**TEXT SEGMENT:**
Home | About | Sematext search-lucene.com search-hadoop.com
 Search Hadoop and all its subprojects:

Switch to Threaded View
HBase, mail # user - M/R scan problem


Copy link to this message
-
Re: M/R scan problem
Lior Schachter 2011-07-04, 14:37
1. yes - I configure my job using this line:
TableMapReduceUtil.initTableMapperJob(HBaseConsts.URLS_TABLE_NAME, scan,
ScanMapper.class, Text.class, MapWritable.class, job)

which internally uses TableInputFormat.class

2. One split per region ? What do you mean ? How do I do that ?

3. hbase version 0.90.2

4. no exceptions. the logs are very clean.

On Mon, Jul 4, 2011 at 5:22 PM, Ted Yu <[EMAIL PROTECTED]> wrote:

> Do you use TableInputFormat ?
> To scan large number of rows, it would be better to produce one Split per
> region.
>
> What HBase version do you use ?
> Do you find any exception in master / region server logs around the moment
> of timeout ?
>
> Cheers
>
> On Mon, Jul 4, 2011 at 4:48 AM, Lior Schachter <[EMAIL PROTECTED]>
> wrote:
>
> > Hi all,
> > I'm running a scan using the M/R framework.
> > My table contains hundreds of millions of rows and I'm scanning using
> > start/stop key about 50 million rows.
> >
> > The problem is that some map tasks get stuck and the task manager kills
> > these maps after 600 seconds. When retrying the task everything works
> fine
> > (sometimes).

**TO DO:**
**1.** In the HBase scan thread, why does Lior Schachter say yes when asked whether he uses TableInputFormat?
**2.** Answer these questions from the HBase scan thread:
(a) Which HBase version is being used?
(b) After how many seconds does the task manager kill the stuck map tasks?
(c) About how many rows does the scan cover using the start/stop key?
**3.** Return the passage of the HBase scan thread from "3. hbase version" to "use TableInputFormat ?".

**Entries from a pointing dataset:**
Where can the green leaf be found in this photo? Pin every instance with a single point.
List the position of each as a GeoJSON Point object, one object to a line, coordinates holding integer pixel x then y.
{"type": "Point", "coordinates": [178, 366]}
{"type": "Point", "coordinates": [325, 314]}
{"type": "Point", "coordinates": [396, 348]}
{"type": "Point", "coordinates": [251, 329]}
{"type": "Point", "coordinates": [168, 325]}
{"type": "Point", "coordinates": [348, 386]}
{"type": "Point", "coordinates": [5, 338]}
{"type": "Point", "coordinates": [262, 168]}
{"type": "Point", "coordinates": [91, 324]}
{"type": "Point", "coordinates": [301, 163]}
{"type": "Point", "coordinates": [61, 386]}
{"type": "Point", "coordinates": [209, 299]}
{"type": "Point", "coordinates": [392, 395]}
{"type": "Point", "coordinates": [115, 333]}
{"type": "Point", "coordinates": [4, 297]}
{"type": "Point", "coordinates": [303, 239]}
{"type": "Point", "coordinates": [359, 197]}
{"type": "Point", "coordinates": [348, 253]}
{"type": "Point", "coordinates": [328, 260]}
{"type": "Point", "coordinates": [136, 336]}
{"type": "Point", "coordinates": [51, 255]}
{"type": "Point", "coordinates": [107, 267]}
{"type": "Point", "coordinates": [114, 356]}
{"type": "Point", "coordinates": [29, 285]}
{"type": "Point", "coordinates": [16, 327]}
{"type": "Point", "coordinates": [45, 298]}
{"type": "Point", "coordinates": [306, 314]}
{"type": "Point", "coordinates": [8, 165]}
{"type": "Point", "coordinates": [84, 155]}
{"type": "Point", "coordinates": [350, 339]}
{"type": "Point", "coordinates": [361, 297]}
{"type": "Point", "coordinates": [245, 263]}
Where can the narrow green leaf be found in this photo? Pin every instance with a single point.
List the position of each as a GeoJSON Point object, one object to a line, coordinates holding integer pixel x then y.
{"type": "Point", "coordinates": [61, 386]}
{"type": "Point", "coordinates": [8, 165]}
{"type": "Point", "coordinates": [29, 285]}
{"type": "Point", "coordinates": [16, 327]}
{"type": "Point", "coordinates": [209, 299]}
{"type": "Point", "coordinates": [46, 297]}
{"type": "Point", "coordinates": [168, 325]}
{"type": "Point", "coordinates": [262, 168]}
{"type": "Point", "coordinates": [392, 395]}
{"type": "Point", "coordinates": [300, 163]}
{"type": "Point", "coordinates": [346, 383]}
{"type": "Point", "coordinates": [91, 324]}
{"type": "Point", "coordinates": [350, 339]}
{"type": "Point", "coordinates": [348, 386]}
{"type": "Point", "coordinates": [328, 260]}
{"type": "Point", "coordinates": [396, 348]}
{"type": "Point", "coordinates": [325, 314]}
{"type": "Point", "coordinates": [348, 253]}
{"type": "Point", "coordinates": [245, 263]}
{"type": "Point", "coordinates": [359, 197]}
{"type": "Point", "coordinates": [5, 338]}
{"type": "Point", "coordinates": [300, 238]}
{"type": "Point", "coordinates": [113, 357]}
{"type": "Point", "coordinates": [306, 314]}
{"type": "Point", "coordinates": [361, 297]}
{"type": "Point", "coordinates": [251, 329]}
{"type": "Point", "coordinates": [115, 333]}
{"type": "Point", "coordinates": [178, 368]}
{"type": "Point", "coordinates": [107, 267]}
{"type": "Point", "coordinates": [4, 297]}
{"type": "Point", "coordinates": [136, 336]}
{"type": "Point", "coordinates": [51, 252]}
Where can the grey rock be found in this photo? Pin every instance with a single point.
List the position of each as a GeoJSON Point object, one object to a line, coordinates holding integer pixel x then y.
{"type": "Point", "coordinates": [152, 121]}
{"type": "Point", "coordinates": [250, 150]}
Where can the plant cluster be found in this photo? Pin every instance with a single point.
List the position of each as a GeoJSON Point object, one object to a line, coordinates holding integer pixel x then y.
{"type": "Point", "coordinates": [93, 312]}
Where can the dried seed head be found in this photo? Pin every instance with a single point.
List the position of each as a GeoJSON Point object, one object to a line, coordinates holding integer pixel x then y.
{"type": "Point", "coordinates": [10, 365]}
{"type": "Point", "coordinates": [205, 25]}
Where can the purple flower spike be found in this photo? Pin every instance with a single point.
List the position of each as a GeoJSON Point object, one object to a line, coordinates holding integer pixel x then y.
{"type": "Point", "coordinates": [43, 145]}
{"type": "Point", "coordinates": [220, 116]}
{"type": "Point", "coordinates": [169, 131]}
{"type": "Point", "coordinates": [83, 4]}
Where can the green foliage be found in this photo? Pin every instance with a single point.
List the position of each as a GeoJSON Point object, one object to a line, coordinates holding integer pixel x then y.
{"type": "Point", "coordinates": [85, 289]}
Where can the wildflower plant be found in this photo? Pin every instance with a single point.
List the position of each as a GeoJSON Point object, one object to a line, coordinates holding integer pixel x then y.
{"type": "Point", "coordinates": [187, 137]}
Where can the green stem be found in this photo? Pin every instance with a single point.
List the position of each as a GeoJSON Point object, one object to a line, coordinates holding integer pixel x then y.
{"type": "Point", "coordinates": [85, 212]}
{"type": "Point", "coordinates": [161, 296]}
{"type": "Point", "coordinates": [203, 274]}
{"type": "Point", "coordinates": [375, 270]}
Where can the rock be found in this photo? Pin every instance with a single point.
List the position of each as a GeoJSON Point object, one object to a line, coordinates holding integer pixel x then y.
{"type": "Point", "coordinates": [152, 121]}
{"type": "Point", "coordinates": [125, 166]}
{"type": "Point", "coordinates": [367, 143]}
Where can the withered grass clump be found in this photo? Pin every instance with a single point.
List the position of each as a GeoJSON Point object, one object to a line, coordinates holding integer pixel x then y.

**RESULTS BY TASK:**
**1.** He sets up his job with TableMapReduceUtil.initTableMapperJob, and that call uses TableInputFormat.class internally.

**2.**
(a) 0.90.2
(b) 600 seconds
(c) About 50 million rows

**3.**
3. hbase version 0.90.2

4. no exceptions. the logs are very clean.

On Mon, Jul 4, 2011 at 5:22 PM, Ted Yu <[EMAIL PROTECTED]> wrote:

> Do you use TableInputFormat ?